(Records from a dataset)

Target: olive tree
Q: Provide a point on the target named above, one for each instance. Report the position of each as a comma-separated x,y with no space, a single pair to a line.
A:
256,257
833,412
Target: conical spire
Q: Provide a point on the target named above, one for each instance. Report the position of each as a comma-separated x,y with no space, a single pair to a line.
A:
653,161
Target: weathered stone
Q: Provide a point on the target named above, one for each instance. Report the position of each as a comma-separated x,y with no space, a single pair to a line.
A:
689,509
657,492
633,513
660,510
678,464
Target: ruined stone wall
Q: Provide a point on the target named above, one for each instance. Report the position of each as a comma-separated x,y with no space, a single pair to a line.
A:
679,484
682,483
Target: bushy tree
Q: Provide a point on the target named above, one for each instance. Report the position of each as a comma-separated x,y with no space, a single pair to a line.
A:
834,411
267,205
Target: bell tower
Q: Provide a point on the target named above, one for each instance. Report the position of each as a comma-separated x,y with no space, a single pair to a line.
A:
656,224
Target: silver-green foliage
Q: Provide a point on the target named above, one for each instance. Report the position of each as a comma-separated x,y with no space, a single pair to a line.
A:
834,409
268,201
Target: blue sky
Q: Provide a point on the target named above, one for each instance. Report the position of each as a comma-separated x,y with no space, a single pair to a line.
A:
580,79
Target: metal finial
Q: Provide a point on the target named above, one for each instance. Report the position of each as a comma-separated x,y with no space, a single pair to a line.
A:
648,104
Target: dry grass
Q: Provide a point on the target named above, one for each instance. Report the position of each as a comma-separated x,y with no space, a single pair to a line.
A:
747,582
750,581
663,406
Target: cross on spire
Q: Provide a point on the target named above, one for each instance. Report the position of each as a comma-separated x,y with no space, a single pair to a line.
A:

* _TASK BRIEF_: Rewrite the records from the line with "Target: bell tower" through the end of the records, requests included, and offset every coordinate in the answers by +72.

* _THE ANSWER_:
Target: bell tower
Q: Provide a point on the target named above, one for each instance. Report the position of each as a comma-separated x,y with no space, a single pair to a line.
A:
728,296
Target: silver-green foliage
Q: Provide a point on the target named above, one for each instance. Report the position of each as a comma-separated x,y with no space, a single pair to a line.
A:
906,481
340,273
Target: blue sky
Q: Provide a point on the target named above, one for each instance. Report the position of each as a comma-separated x,y with no space, a single pair to a line.
A:
652,151
Target: metal finial
Q: Provide a point on the target named above, one for each instance. Report the position of each as a comma-separated x,y with no space, a single pair to a line.
A:
720,176
Target: dry grass
Q: Provide a point on the target named above, one for each instance. Report the position of each as a comma-separated x,y with no space, a single pair to a line.
A:
819,654
822,653
735,478
Target: cross on spire
Q: Provide a point on the target named above, one for each instance. Report the position of each as a comma-separated x,y with no space, a single pair to a line.
A:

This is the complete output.